▸ DOCUMENT SEGMENT:
***

Add another slider that determines your up-and-down position, and you've got a square. Each point on the square has a unique set of slider positions.
Add another slider that determines your out-and-in position, and you've got a cube. Again, these are easy to picture. Every point in the cube has a unique combination of slider positions that gets you to that point.
Now think of a cube with a slider control below it that lets you slide from intense red on one end through dark red and to black on the other. Now you've got four axes you can move around -- height, width, depth and redness. The top right front corner of the bright red cube is a certain "colour distance" from the corner of the top right front black cube. That this is not a spatial dimension isn't particularly relevant; we're just picturing a dimension as redness for convenience.
Every time you want to add another dimension, add another slider -- just make sure that whatever is sliding is completely independent of every other dimension. Once you've added green and blue sliders then you've got a six-dimensional hypercube. The "distance" between any two 6-d points is a function of how much you have to move how many sliders to get from one to the other.
That analogy gets across one of the key ideas of multi-dimensional spaces: that each dimension is simply another independent degree of freedom through which you can move. But this is a quite mathematical and not very geometric way of thinking about dimensionality, and I want to think about the geometry of these objects. Let's abandon this analogy.
The second analogy is a little bit more geometrical. Think of a line, say two units long. Now associate every point on that line with another line, also two units long "crossing" it at the new line's center. Clearly that's a filled-in square -- after all, every point along one side of a square has a straight line coming out from it perpendicularly. In our slider analogy, one slider determines the point along the "main line", and the second determines how far to go along its associated line.
Think of another line, but this time, associate every point on it with a square. That's a solid cube.
Now think of yet another line. Associate every point on it with a cube, and you've got a 4-cube. At this point it gets hard to visualize, but just as a cube is an infinite number of equally-sized squares stuck together along a line, so is a 4-cube an infinite number of 3-cubes stuck together along a line. Similarly, a 5-cube is a line of 4-cubes, and so on.

***

[Collection entries]
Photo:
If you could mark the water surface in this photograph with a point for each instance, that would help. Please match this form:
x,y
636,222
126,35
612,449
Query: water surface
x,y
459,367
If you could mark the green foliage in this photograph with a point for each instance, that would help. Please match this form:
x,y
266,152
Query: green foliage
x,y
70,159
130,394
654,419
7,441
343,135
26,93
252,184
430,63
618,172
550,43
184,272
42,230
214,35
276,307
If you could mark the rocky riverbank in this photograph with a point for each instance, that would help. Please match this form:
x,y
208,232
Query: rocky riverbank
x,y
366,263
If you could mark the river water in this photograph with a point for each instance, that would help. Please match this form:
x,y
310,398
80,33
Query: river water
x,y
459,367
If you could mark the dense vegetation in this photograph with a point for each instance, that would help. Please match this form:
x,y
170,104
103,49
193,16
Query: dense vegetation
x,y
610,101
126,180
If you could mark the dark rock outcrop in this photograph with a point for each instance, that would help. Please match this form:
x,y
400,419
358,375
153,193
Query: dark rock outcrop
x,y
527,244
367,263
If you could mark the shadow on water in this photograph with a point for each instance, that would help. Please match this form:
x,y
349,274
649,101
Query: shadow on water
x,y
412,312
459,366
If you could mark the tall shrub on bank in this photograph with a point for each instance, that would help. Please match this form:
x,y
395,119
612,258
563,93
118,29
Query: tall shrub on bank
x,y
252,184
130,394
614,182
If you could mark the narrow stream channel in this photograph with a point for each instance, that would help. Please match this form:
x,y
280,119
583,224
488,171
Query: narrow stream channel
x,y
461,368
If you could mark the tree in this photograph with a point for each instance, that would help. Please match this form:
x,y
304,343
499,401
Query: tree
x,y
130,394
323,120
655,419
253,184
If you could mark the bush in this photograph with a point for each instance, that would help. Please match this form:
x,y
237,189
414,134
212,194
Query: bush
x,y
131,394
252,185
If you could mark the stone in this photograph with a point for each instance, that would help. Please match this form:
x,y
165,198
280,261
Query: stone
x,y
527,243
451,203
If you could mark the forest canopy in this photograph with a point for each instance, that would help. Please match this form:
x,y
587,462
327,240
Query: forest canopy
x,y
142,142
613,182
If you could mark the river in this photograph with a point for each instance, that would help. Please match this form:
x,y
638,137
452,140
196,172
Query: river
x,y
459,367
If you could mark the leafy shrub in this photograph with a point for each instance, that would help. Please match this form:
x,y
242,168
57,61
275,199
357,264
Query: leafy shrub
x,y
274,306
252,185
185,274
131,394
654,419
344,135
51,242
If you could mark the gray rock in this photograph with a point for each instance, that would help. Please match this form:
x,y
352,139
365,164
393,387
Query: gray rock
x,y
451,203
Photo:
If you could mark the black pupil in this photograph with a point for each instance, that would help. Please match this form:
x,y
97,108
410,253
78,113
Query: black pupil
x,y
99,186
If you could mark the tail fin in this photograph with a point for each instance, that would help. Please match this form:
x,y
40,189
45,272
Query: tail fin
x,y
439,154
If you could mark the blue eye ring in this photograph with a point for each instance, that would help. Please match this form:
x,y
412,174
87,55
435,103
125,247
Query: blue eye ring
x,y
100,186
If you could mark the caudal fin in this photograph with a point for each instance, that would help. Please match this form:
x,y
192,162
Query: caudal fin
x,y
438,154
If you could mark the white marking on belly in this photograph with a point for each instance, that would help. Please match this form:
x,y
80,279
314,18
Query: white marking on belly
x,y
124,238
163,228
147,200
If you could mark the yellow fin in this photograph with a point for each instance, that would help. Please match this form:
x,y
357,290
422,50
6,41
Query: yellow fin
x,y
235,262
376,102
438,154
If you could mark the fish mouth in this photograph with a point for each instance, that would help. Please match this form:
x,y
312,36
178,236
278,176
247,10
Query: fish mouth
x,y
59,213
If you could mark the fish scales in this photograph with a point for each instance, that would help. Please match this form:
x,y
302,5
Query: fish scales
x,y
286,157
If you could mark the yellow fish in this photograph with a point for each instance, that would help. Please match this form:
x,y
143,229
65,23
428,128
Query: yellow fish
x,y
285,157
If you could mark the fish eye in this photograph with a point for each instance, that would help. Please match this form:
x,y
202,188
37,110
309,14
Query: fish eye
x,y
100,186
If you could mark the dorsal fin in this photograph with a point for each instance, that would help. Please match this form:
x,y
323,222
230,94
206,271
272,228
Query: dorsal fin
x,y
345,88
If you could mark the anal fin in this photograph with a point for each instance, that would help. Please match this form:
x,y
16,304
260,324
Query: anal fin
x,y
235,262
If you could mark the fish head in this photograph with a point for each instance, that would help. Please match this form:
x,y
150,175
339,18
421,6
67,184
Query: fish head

***

▸ SHORT TASK A: Summarize the passage on higher dimensions in two sentences.
▸ SHORT TASK B: List the four axes that the passage on higher dimensions gives for moving around the red cube.
▸ SHORT TASK C: Write the next part of the passage on higher dimensions, picking up after its final sentence.

▸ EXERCISE ANSWER A: The first analogy treats each dimension as another independent slider, building a square, a cube, and then further dimensions such as redness, with distance depending on how far the sliders must move. The second, more geometric analogy makes a square by giving every point on a line its own line, a cube by giving every point on a line a square, and a 4-cube by giving every point on a line a cube, so each higher cube is a line of cubes from the dimension below.

▸ EXERCISE ANSWER B:
- Height
- Width
- Depth
- Redness

▸ EXERCISE ANSWER C:
Where things get weird is when you start to think about hyperspheres instead of hypercubes. Hyperspheres have some surprising properties that do not match our intuition, given that we only have experience with two and three dimensional spheres. (2-spheres are of course normally called "circles".)
The definition of a hypersphere is pretty simple -- like a 2-sphere or 3-sphere, a hypersphere is the collection of points that are all the same distance from a given center point. (But distance works strangely in higher dimensions, as we'll see in future episodes!)
Its hard to picture a hypercube; it's even hard to picture a hypersphere. The equivalent analogy for n-spheres requires us to think about size. Again, imagine a line two units long. Associate with each point on the line another line crossing at the middle. But this time, the associated lines are of different lengths. The lines associated with the end points are tiny, and the lines associated with the middle are longer. This describes a circular disk -- for each point along the diameter of a circle you can draw a perpendicular line through the point extending to the boundaries of the disk on each side.
Now do the same thing again. Take a line, and associate each point on the line with a circle. If the circles are all the same size, you have a cylinder. But if they vary from small at the ends to big in the middle, you've got a sphere. Successive cross-sections of a sphere are all circles, but they start small and get big and then get small again.
Now do the same thing again. Take a line and associate each point on the line with a sphere, small at the ends and big in the middle, and you've got a 4-sphere. Successive "cross sections" of a 4-sphere are 3-spheres of varying size. Keep going to 5-, 6-, etc, spheres.
A circle of diameter 2 fits into a square of edge length 2, and a sphere of diameter 2 fits into a cube of edge length 2. Clearly an n-sphere of diameter two fits exactly into an n-cube of edge length two -- the n-sphere "kisses" the center of each face of the n-cube. You can't make the n-cube smaller without the n-sphere poking out of it somewhere.
But things start getting weird when you consider the volume of an n-sphere. Tomorrow we'll compare the volume of an n-sphere to the volume of an n-cube, and discover some surprising and counterintuitive things about where that volume is.
Comments
- Anonymous
May 11, 2005
The comment has been removed - Anonymous
May 11, 2005
This reminds me of a funny little bit in an old Simpsons episode:
Lisa: Well, where's my Dad?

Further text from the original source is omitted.